PROBLEM REQUIREMENTS – Locate "Outline every instance of the white" in the listing below, then output the line holding it and every line after it, exactly and with nothing else.
---------------
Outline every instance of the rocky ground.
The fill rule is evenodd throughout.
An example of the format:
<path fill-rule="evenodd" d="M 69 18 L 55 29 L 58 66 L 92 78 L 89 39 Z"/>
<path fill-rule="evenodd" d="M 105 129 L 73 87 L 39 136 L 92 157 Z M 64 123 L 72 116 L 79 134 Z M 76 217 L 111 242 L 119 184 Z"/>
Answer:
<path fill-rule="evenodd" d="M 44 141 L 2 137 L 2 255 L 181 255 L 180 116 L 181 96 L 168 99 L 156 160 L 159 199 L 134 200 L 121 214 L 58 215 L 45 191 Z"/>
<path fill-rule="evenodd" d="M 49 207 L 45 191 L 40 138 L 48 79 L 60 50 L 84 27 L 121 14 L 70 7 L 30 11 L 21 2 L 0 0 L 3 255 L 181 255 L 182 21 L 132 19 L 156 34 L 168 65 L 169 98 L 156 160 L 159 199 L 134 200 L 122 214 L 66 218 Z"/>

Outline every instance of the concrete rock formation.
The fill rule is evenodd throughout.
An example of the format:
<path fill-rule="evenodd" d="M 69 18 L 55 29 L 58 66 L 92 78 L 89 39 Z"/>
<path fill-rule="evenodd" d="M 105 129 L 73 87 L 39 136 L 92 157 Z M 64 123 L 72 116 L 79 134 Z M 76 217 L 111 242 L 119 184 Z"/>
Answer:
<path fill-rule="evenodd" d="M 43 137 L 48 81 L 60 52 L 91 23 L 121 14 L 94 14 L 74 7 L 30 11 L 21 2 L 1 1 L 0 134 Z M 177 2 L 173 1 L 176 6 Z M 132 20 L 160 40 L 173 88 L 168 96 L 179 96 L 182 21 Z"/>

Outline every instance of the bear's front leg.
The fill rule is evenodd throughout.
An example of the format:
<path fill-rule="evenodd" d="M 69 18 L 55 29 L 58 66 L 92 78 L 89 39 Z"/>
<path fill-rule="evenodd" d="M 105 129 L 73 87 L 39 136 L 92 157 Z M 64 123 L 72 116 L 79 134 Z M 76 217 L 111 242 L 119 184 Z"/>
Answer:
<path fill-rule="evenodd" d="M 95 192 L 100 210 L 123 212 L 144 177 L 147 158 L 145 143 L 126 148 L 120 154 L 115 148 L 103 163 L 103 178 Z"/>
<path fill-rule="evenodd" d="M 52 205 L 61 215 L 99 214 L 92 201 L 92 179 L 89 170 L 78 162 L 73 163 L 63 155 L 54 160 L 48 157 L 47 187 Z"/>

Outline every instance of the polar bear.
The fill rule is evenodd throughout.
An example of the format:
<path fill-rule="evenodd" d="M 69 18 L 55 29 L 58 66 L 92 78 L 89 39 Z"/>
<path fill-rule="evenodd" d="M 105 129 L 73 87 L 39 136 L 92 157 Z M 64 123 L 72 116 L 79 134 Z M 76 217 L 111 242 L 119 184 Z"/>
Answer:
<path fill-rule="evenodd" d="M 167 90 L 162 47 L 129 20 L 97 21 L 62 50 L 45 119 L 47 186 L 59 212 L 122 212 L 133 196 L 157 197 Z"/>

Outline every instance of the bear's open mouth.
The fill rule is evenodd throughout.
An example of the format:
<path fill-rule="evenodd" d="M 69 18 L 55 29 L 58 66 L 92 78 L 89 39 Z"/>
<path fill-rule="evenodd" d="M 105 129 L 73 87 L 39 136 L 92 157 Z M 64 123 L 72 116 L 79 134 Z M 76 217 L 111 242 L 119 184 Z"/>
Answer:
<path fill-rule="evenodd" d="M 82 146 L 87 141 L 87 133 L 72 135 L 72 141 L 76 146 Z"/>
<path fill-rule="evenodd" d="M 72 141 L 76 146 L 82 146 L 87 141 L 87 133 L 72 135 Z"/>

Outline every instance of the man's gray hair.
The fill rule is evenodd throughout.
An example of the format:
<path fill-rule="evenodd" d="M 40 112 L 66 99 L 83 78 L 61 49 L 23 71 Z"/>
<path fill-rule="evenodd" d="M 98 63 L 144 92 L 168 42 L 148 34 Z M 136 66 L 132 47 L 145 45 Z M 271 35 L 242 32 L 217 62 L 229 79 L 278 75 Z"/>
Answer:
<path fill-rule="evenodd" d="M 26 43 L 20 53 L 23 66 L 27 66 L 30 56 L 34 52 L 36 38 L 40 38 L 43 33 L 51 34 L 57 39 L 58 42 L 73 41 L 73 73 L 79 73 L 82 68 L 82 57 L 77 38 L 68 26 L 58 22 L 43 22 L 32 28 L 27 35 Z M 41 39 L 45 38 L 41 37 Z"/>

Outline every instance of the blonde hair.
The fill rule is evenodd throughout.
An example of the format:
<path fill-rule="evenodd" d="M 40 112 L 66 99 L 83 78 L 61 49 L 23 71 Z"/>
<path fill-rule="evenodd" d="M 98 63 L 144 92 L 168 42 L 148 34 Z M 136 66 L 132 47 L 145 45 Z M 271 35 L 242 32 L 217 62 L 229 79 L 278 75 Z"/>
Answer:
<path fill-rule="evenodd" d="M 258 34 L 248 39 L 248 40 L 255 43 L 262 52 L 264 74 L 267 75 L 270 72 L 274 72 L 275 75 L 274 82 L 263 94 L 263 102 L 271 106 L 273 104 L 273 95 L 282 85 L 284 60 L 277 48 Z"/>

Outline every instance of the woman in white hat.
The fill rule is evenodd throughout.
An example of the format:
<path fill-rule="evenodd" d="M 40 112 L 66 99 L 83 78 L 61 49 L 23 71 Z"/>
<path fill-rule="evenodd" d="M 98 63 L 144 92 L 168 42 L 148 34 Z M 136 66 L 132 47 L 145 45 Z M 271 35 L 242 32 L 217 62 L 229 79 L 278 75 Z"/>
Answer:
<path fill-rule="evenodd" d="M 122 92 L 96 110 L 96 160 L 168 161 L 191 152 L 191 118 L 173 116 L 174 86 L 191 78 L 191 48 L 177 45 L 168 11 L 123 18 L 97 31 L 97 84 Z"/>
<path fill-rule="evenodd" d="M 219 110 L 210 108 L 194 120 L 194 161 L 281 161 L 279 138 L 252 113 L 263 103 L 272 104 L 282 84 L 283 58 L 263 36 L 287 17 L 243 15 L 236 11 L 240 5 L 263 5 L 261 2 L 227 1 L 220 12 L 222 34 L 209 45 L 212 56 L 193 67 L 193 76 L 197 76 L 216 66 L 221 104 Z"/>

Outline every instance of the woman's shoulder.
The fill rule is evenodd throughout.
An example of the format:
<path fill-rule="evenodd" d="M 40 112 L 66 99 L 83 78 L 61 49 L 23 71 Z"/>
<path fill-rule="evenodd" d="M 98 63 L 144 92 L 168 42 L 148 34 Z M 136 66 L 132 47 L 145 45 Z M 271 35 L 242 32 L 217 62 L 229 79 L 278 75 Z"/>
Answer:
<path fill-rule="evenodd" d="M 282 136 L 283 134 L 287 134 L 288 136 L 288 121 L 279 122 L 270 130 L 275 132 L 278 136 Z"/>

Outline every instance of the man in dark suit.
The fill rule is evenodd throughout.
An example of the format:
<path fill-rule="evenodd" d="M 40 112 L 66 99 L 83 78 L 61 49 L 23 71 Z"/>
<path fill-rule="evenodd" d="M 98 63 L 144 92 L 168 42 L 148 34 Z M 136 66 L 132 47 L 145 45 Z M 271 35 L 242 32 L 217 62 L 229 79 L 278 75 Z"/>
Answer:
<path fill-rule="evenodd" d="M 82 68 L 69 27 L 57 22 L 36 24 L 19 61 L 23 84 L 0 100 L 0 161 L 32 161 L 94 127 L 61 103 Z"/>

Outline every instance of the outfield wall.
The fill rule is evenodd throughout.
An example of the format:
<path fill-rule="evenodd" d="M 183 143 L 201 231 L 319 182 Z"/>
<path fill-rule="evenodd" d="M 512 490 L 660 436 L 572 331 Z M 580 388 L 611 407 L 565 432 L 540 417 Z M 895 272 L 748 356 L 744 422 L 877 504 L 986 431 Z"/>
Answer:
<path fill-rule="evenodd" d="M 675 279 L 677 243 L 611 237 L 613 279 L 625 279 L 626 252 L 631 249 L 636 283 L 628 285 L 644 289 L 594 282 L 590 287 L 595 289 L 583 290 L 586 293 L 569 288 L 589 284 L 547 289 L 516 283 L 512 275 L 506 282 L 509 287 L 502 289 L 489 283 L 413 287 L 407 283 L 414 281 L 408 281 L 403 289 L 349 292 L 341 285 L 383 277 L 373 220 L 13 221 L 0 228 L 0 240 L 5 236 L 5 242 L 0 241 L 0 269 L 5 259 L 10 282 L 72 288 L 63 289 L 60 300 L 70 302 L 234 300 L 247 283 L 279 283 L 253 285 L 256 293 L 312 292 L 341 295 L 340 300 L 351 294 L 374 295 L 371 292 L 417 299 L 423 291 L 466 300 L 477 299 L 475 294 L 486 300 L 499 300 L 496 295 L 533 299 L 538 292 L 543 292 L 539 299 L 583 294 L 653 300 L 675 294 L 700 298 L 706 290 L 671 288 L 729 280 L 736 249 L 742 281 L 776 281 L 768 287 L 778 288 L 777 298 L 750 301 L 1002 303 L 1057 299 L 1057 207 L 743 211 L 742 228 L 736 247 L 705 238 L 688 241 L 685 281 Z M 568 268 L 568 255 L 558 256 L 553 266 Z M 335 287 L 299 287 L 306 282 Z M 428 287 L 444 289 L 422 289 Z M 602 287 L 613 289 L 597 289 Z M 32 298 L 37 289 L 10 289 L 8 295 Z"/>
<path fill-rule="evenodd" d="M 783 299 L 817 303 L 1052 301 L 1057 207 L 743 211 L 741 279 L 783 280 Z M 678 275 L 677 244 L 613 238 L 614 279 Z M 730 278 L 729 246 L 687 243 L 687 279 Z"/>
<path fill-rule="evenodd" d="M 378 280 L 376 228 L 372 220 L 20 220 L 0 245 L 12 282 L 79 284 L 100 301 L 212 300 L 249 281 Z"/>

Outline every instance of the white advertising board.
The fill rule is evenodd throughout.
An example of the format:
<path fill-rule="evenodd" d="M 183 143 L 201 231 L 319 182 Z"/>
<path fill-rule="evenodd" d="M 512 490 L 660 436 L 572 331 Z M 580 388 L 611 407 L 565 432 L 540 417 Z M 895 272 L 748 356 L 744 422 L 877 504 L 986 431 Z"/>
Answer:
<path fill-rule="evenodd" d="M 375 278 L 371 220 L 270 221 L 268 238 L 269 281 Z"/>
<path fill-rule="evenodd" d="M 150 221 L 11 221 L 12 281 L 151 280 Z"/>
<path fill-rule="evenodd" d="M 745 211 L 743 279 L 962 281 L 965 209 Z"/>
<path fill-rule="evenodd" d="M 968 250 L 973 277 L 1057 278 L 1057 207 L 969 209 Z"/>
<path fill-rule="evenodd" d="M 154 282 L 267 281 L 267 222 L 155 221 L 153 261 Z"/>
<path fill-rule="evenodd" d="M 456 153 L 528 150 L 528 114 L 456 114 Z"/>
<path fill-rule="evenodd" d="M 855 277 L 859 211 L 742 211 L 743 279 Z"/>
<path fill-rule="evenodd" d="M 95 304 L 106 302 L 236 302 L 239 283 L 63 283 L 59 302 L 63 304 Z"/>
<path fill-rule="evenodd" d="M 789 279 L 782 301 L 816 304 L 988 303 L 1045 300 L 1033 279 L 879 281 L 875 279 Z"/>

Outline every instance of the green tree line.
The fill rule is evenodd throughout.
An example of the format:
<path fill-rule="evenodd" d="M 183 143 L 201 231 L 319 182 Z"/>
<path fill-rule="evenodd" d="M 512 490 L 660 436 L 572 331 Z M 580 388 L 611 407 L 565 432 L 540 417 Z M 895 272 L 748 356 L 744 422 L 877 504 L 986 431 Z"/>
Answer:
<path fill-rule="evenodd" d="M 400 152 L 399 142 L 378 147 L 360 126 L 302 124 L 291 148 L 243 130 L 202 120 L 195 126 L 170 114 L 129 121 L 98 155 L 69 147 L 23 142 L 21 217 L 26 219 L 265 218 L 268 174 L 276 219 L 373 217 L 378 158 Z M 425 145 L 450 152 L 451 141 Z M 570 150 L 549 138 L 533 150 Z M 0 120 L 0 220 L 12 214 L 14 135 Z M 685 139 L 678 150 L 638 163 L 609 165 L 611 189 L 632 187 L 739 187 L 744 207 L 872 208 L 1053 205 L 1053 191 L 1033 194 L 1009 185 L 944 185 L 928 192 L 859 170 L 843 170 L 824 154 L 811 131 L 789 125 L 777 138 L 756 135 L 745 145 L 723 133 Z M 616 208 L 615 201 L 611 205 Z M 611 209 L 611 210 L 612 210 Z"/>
---------------
COMPLETE OUTPUT –
Outline every instance of the white advertising board.
The fill rule is evenodd throughout.
An example of the format:
<path fill-rule="evenodd" d="M 183 143 L 201 231 L 319 182 Z"/>
<path fill-rule="evenodd" d="M 512 490 L 660 436 L 572 331 Z M 580 388 L 611 407 L 565 432 L 540 417 Z M 895 272 L 748 356 L 744 422 L 877 504 L 986 431 Z"/>
Answer:
<path fill-rule="evenodd" d="M 375 278 L 371 220 L 270 221 L 268 238 L 269 281 Z"/>
<path fill-rule="evenodd" d="M 150 221 L 11 221 L 12 281 L 151 280 Z"/>
<path fill-rule="evenodd" d="M 745 211 L 743 279 L 962 281 L 965 209 Z"/>
<path fill-rule="evenodd" d="M 968 250 L 973 277 L 1057 278 L 1057 207 L 969 209 Z"/>
<path fill-rule="evenodd" d="M 154 282 L 267 281 L 267 222 L 155 221 L 153 261 Z"/>
<path fill-rule="evenodd" d="M 456 153 L 528 150 L 528 114 L 456 114 Z"/>
<path fill-rule="evenodd" d="M 855 277 L 859 211 L 742 211 L 743 279 Z"/>
<path fill-rule="evenodd" d="M 95 304 L 106 302 L 236 302 L 239 283 L 63 283 L 59 302 L 63 304 Z"/>
<path fill-rule="evenodd" d="M 789 279 L 782 301 L 816 304 L 988 303 L 1045 300 L 1033 279 L 879 281 L 875 279 Z"/>

Outline every instance of the green tree line.
The fill rule is evenodd throughout.
An example of the format:
<path fill-rule="evenodd" d="M 183 143 L 201 231 L 319 182 Z"/>
<path fill-rule="evenodd" d="M 512 490 L 660 436 L 572 331 Z M 580 388 L 611 407 L 565 432 L 540 417 Z M 895 272 L 748 356 L 744 422 L 877 504 L 986 431 Z"/>
Answer:
<path fill-rule="evenodd" d="M 400 152 L 399 142 L 378 147 L 360 126 L 302 124 L 291 148 L 243 130 L 202 120 L 195 126 L 170 114 L 129 121 L 98 155 L 69 147 L 23 142 L 21 217 L 26 219 L 265 218 L 268 174 L 276 219 L 373 217 L 378 158 Z M 425 145 L 450 152 L 451 141 Z M 570 150 L 549 138 L 533 150 Z M 0 120 L 0 220 L 12 214 L 14 135 Z M 685 139 L 678 150 L 638 163 L 609 165 L 611 189 L 632 187 L 739 187 L 744 207 L 872 208 L 1053 205 L 1053 191 L 1033 194 L 1009 185 L 944 185 L 928 192 L 859 170 L 843 170 L 824 154 L 811 131 L 789 125 L 777 138 L 756 135 L 745 145 L 723 133 Z M 616 208 L 615 201 L 611 205 Z M 611 209 L 611 210 L 612 210 Z"/>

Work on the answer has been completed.